Data for this task:
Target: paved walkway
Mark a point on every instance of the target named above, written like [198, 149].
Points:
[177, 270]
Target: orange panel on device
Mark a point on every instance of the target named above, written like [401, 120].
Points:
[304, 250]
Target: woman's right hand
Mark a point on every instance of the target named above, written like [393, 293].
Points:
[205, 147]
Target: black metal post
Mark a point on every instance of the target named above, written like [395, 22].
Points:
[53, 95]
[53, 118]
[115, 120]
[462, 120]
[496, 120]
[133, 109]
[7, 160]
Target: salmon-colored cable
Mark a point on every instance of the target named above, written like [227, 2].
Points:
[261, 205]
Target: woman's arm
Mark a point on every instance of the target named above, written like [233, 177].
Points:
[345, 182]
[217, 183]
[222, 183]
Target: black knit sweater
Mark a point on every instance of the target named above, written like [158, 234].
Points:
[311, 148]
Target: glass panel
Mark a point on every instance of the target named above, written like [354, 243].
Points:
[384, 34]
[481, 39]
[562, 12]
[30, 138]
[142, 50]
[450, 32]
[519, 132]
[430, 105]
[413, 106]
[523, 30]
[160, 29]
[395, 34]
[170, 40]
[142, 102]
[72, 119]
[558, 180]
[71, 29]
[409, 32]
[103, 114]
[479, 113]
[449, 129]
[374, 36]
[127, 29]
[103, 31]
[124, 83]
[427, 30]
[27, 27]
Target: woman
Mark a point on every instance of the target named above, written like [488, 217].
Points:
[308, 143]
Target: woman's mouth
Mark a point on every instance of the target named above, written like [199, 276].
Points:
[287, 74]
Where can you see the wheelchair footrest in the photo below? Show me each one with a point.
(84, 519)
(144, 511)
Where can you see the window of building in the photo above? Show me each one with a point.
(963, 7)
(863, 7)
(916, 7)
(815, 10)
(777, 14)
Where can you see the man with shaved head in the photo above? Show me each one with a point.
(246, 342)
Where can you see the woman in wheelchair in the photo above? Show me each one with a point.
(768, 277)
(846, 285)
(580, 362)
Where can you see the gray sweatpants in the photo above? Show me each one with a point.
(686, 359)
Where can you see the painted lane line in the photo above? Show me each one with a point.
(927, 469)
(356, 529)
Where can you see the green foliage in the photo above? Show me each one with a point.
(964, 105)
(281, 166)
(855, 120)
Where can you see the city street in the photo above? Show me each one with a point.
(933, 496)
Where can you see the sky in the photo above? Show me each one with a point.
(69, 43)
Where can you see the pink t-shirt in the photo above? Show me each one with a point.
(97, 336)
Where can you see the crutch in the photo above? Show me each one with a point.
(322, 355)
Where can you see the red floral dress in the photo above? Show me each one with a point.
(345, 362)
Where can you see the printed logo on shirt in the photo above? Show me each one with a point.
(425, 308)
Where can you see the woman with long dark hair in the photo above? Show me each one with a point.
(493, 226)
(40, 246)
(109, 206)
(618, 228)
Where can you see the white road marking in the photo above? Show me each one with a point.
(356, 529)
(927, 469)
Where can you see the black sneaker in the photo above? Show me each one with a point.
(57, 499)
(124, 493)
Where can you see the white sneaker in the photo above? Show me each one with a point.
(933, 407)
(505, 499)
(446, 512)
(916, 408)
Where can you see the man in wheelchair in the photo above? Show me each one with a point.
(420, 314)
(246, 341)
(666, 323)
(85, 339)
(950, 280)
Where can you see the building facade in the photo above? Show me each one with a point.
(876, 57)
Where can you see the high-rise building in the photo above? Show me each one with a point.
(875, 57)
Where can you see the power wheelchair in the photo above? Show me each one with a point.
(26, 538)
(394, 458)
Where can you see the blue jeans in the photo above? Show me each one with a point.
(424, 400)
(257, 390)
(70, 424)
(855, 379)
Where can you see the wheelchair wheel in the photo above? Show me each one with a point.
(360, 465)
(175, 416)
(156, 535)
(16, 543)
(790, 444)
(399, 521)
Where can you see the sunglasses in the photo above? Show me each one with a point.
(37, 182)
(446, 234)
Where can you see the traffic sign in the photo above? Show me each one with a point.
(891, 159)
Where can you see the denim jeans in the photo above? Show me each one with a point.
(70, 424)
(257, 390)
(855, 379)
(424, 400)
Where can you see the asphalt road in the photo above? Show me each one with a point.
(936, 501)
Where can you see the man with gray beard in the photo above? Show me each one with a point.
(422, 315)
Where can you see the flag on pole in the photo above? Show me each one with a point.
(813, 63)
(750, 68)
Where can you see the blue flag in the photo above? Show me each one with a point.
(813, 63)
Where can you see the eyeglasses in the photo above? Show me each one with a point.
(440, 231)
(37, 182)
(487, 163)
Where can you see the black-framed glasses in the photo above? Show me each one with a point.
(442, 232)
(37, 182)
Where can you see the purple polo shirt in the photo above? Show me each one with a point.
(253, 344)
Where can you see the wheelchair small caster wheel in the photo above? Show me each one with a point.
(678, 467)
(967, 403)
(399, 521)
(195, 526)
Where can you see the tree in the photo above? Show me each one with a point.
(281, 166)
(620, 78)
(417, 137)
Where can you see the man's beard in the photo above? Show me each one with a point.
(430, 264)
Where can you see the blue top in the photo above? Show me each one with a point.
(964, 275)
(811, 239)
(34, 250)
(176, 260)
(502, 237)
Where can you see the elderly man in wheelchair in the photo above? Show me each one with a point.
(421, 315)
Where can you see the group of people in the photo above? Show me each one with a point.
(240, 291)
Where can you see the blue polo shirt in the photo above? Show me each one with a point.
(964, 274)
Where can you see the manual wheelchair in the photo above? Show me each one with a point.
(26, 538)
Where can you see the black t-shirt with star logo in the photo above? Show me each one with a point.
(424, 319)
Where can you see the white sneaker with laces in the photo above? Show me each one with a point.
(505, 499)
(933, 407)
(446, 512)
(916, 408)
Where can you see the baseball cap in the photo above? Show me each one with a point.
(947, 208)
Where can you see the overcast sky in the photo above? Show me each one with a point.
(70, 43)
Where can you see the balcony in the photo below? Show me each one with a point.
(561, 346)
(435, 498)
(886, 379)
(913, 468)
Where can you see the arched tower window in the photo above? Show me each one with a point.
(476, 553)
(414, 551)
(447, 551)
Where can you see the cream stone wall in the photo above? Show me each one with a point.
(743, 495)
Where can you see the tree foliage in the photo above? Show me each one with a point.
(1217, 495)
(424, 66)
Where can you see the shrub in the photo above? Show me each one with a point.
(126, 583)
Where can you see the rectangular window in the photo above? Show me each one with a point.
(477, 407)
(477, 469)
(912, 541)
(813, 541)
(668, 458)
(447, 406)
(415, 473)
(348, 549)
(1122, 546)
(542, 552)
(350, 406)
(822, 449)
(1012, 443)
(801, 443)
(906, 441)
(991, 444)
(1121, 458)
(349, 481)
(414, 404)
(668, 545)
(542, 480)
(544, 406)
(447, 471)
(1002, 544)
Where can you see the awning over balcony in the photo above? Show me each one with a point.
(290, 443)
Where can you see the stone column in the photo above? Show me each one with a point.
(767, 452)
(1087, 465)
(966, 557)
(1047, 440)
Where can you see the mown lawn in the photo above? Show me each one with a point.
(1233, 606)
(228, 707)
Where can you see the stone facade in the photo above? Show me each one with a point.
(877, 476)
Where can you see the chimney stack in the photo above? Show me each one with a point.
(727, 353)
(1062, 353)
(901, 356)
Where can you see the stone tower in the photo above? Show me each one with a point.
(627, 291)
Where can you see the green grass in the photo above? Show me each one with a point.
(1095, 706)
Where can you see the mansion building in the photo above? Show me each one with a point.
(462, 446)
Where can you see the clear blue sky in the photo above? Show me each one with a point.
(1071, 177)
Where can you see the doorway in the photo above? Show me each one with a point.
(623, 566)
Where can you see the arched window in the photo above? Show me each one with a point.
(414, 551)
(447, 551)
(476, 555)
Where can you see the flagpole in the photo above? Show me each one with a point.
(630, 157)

Task: Copy all of the entries above word for word, keeping every line as it appears.

Response to this task:
Target: paved walkway
Mark a point on every instance of the target named above, written like [198, 149].
Points:
[177, 270]
Target: orange panel on device
Mark a point on every instance of the target named above, written like [401, 120].
Points:
[304, 250]
Target: woman's right hand
Mark a point on every instance of the target named above, written like [393, 293].
Points:
[205, 147]
Target: black metal post
Mark a point on every instance of the target named above, written like [395, 22].
Points:
[53, 95]
[53, 118]
[115, 120]
[462, 120]
[496, 120]
[133, 109]
[7, 160]
Target: salmon-colored cable
Mark a point on every instance of the target named above, written like [227, 2].
Points:
[261, 205]
Target: woman's arm
Mark a point on every instance of the target named above, written like [233, 177].
Points:
[345, 182]
[217, 183]
[222, 183]
Target: black knit sweater
Mark a point on every instance of the target named above, written like [158, 234].
Points:
[311, 148]
Target: glass panel
Mark a point on every instance of the target named above, written like [354, 243].
Points:
[384, 34]
[481, 39]
[562, 12]
[30, 138]
[142, 50]
[450, 32]
[519, 132]
[430, 105]
[413, 106]
[523, 30]
[160, 29]
[395, 34]
[170, 40]
[142, 102]
[72, 119]
[558, 180]
[71, 29]
[409, 32]
[103, 114]
[479, 113]
[449, 129]
[374, 36]
[127, 29]
[103, 31]
[124, 83]
[427, 30]
[27, 27]
Target: woman
Mark a point on every instance of the target named above, written like [488, 217].
Points:
[308, 143]
Target: woman's mouth
Mark a point on every instance of the target named above, written like [199, 276].
Points:
[287, 74]
Where can you see the wheelchair footrest in the photo below? Show me each one with a point.
(84, 519)
(144, 511)
Where can you see the window of building in the photo above? Show me each one with a point.
(963, 7)
(863, 7)
(916, 7)
(815, 10)
(777, 14)
Where can you see the man with shaved head in the photo above? Show me each one with a point.
(246, 342)
Where can you see the woman in wheelchair in the photo above? Show me each one with a point.
(768, 277)
(846, 285)
(580, 362)
Where can you see the gray sweatpants in the photo above? Show me each one with a point.
(686, 359)
Where can you see the painted lane line in the photo above? Show me each one with a point.
(927, 469)
(356, 529)
Where can you see the green foliage in the photo above? Show me each one with a point.
(964, 105)
(281, 166)
(855, 120)
Where can you see the city street in the photo above? Show me each one with a point.
(933, 496)
Where can you see the sky in the photo above? Show me each one with a point.
(69, 43)
Where can you see the pink t-shirt in the photo above? Show me each one with a point.
(97, 336)
Where can you see the crutch in the photo above? Show me each one with a point.
(322, 355)
Where can you see the red floral dress in the photo above? Show me each one with a point.
(345, 362)
Where can you see the printed logo on shirt in the photo above? Show me each one with a point.
(425, 308)
Where can you see the woman with long dark hair in the photo above? Show me each one with a point.
(493, 226)
(40, 246)
(109, 206)
(618, 228)
Where can you see the white road marking in the photo above? Show me each one with a point.
(356, 529)
(927, 469)
Where can you see the black sneaker in the photo above? Show me each one with a point.
(57, 499)
(124, 493)
Where can you see the white sneaker in the photo above? Show me each one with a point.
(933, 407)
(505, 499)
(446, 512)
(916, 408)
Where can you see the man in wheelchair in the photo above? Show me each one with a point.
(420, 314)
(246, 341)
(666, 323)
(85, 339)
(950, 280)
Where can you see the building facade in the photo above? Show me each one with a point.
(876, 57)
Where can you see the high-rise building in the photo above? Show me each one with a point.
(875, 57)
Where can you see the power wheelchair in the photo above? Show me each one with a point.
(26, 538)
(394, 458)
Where can you see the blue jeans in the photo above? Show me each one with a point.
(424, 400)
(257, 390)
(70, 424)
(855, 379)
Where can you see the wheelchair wheel in the photo above? Show me each one with a point.
(360, 465)
(175, 416)
(156, 535)
(16, 543)
(790, 444)
(399, 521)
Where can you see the sunglasses in the photo above? Show me each one with a point.
(37, 182)
(446, 234)
Where can you see the traffic sign in the photo above? Show me each one with a point.
(891, 159)
Where can you see the denim jeans in the photo above? Show me each one with a point.
(70, 424)
(257, 390)
(855, 379)
(424, 400)
Where can you see the asphalt road in the photo above? Show me each one with a point.
(936, 501)
Where can you see the man with gray beard in the photo above? Show me each one with a point.
(422, 315)
Where can you see the flag on pole in the photo above? Show me each one with a point.
(813, 63)
(750, 68)
Where can you see the blue flag in the photo above? Show me each one with a point.
(813, 63)
Where can you see the eyeglasses in the photo above? Show me each one with a point.
(440, 231)
(37, 182)
(487, 163)
Where can you see the black-framed glasses in the photo above? Show me each one with a point.
(442, 232)
(37, 182)
Where can you see the purple polo shirt in the photo above? Show me each one with a point.
(253, 344)
Where can you see the wheelchair small caster wheel in the photo above? Show me each one with a point.
(678, 467)
(967, 403)
(399, 521)
(195, 526)
Where can you see the tree in the photo above? Show me each one with a point.
(281, 166)
(620, 78)
(417, 137)
Where can you see the man's beard in the photo above? Show me each one with a point.
(430, 264)
Where can you see the blue top in the photo above? Show me each one with a point.
(964, 275)
(811, 239)
(34, 250)
(176, 260)
(502, 237)
Where can you see the elderly man in wheelchair in the photo above? Show me each one with a point.
(421, 315)
Where can you see the group of people in the photo above? Show me each one with a point.
(240, 291)
Where can you see the blue polo shirt in the photo above? Show me each one with a point.
(964, 274)
Where can you see the manual wheelchair in the photo above? Show me each one with a point.
(26, 538)
Where can you see the black t-shirt with star logo in the photo above? Show me each one with a point.
(424, 319)
Where can you see the white sneaker with laces in the photo above? Show me each one with a point.
(505, 499)
(933, 407)
(446, 512)
(916, 408)
Where can you see the baseball cap in the photo above? Show me each one with a point.
(947, 208)
Where can you see the overcast sky in the photo above? Show me each one with a point.
(70, 43)
Where can you see the balcony in the photo below? Show me each one with a point.
(561, 346)
(435, 498)
(886, 379)
(913, 468)
Where can you see the arched tower window in the photo above? Show me each one with a point.
(476, 553)
(414, 551)
(447, 551)
Where can you see the cream stone wall in the photo above? Show me each one with a point.
(743, 495)
Where can you see the tree foliage in the photo above? Show me each one with a point.
(1217, 495)
(424, 66)
Where can you see the shrub in the photo above? Show me each one with a point.
(126, 583)
Where can you see the rectangular window in the photo above? Show me each one with a point.
(477, 407)
(477, 469)
(912, 541)
(813, 541)
(668, 458)
(447, 406)
(415, 473)
(348, 549)
(1122, 546)
(542, 552)
(350, 406)
(822, 449)
(1012, 443)
(801, 443)
(906, 441)
(991, 444)
(1121, 458)
(349, 481)
(414, 404)
(668, 545)
(542, 480)
(544, 406)
(447, 471)
(1002, 544)
Where can you see the awning over balcony in the photo above? Show me each one with a point.
(290, 443)
Where can you see the stone column in the photo above? Show me each one with a point.
(767, 452)
(1087, 465)
(966, 557)
(1047, 440)
Where can you see the mown lawn in the photo above? Show me each one with a point.
(1233, 606)
(228, 707)
Where can you see the stone facade in the photo above? Show me each one with a point.
(877, 476)
Where can you see the chimney stack in the photo above? Show me each one with a point.
(727, 353)
(1062, 353)
(901, 356)
Where can you see the stone tower in the photo above? Show me each one with a point.
(627, 291)
Where can you see the green grass in the photo above? Show me each one with a point.
(1095, 706)
Where can you see the mansion building in the photo above? Show me each one with a point.
(462, 446)
Where can you see the clear blue sky in the photo above? Show me each one with a point.
(1071, 177)
Where can you see the doorway in the photo above? Show me each one with a point.
(623, 566)
Where can you see the arched window in the photo above? Show me each one with a point.
(414, 551)
(447, 551)
(476, 555)
Where can you see the flagpole in the photo above? Show me each one with a point.
(630, 157)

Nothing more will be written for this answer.